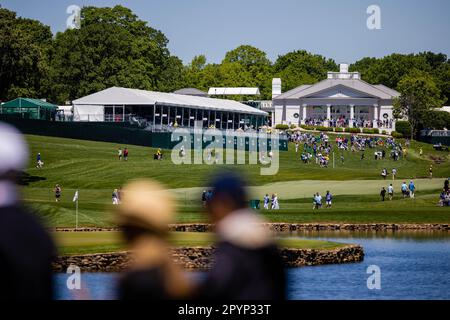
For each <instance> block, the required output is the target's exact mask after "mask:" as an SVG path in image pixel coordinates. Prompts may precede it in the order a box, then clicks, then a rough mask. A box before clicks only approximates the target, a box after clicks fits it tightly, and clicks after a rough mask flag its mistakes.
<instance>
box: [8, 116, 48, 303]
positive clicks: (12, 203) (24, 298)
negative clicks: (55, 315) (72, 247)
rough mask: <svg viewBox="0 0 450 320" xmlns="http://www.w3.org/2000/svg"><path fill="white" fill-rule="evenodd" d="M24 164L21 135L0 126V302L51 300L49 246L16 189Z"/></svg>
· · · · ·
• **Required action**:
Copy out the material above word for word, omitting the picture.

• **Response to the task**:
For each <instance> block, the required output is the target's exact mask after "mask:" as an SVG path in image pixel coordinates. Prompts may precede it in the order a box, then clicks, then a rough mask. A box before clicks only approximates the target, a box after clicks fits it tightly, and clicks after a rough mask flag its mistakes.
<instance>
box: [8, 116, 48, 303]
positive clicks: (12, 203) (24, 298)
negative clicks: (55, 315) (72, 247)
rough mask: <svg viewBox="0 0 450 320" xmlns="http://www.w3.org/2000/svg"><path fill="white" fill-rule="evenodd" d="M24 164L21 135L0 126V302L51 300L49 246L16 189Z"/></svg>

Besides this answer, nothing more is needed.